START Records shown

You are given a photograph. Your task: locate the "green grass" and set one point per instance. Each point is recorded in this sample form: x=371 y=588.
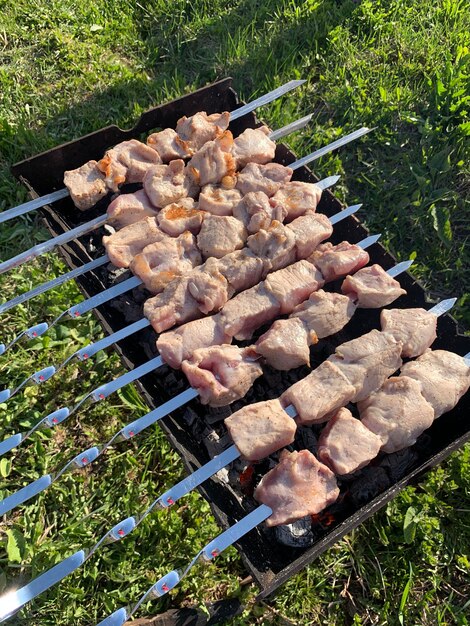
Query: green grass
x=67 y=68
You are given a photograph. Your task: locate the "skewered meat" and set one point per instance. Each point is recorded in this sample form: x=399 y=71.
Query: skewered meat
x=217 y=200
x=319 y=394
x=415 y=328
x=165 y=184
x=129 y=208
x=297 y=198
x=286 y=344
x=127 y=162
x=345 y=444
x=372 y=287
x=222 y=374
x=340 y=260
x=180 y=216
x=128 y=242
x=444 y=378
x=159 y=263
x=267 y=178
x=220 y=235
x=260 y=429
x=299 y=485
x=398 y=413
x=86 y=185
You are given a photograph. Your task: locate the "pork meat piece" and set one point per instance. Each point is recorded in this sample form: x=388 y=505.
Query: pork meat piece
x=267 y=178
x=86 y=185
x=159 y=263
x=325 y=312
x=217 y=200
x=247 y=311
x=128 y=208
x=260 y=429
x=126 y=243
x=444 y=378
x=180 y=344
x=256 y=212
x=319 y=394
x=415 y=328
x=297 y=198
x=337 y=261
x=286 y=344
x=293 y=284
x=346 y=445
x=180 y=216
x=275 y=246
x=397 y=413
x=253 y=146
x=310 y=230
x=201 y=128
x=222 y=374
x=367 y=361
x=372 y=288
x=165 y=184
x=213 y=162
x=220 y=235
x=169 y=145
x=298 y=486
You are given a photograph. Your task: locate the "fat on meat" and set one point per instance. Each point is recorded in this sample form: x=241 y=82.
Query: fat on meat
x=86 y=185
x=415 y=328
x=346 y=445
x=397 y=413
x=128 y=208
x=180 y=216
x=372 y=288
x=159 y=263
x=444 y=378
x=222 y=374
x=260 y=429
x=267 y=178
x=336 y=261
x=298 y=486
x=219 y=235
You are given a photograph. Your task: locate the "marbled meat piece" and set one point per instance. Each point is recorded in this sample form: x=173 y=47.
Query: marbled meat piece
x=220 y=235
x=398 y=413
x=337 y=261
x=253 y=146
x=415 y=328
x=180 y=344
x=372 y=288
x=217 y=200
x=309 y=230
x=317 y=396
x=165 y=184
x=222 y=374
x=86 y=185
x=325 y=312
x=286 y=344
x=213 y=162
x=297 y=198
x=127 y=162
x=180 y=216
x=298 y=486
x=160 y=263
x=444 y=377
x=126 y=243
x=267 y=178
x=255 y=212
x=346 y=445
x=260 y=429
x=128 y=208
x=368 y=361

END Records shown
START Records shown

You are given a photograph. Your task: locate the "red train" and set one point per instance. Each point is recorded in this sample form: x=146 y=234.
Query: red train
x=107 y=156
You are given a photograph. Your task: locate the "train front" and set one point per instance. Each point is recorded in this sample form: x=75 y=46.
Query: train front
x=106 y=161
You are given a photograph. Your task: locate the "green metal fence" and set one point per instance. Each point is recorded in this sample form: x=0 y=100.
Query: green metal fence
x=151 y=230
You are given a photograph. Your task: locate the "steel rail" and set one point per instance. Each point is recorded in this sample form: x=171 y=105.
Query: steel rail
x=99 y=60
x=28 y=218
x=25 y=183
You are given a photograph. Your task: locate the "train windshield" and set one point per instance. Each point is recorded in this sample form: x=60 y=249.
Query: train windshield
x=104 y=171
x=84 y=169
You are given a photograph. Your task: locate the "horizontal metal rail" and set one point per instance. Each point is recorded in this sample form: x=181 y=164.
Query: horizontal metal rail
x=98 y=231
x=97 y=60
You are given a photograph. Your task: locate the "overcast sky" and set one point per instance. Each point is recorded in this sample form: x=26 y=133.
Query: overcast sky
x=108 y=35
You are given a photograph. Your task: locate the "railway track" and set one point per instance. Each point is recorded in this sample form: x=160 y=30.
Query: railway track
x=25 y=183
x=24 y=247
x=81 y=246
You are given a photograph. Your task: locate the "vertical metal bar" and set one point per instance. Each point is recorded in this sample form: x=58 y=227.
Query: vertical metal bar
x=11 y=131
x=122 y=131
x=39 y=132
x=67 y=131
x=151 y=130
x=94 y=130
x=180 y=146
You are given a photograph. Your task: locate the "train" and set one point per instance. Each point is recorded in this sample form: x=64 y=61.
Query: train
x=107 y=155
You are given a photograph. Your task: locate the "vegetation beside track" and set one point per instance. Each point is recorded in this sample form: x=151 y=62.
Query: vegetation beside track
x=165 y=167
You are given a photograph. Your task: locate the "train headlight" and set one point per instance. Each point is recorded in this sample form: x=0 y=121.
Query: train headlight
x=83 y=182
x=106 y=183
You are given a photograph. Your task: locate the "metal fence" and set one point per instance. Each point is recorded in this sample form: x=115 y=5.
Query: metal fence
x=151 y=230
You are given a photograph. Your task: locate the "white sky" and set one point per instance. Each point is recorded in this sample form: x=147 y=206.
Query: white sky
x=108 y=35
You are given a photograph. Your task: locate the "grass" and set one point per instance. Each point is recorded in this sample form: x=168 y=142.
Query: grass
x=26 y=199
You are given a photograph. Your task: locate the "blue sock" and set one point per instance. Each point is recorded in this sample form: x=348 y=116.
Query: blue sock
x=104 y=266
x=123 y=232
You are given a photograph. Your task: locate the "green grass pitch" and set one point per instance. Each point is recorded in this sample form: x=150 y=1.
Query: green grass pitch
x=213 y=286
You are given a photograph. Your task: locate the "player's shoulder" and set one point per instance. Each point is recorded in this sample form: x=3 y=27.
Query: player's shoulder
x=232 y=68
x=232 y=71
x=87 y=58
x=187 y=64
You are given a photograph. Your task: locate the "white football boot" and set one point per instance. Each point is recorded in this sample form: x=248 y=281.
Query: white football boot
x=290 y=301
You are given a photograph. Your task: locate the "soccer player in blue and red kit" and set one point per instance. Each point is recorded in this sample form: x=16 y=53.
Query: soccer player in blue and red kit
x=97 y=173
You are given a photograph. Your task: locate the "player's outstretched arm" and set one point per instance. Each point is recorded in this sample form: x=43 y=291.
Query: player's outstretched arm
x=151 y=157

END Records shown

When the line with "form: x=26 y=133." is reached in the data above, begin copying, and stop after the line with "form: x=58 y=227."; copy each line exactly, both ends included.

You are given a photograph. Your task: locate the "overcast sky" and set one point per instance. Each point is recorded in this sample form: x=26 y=133.
Query: overcast sky
x=108 y=35
You are given a photograph. Your task: locate the "railway track" and set one point per instance. Each point is recorded in this sample form: x=160 y=30.
Query: railway track
x=25 y=183
x=24 y=247
x=81 y=246
You are given a photograph. Your task: locate the "vertical metal bar" and set one point per instance. Each point is recorded in this sample form: x=58 y=227.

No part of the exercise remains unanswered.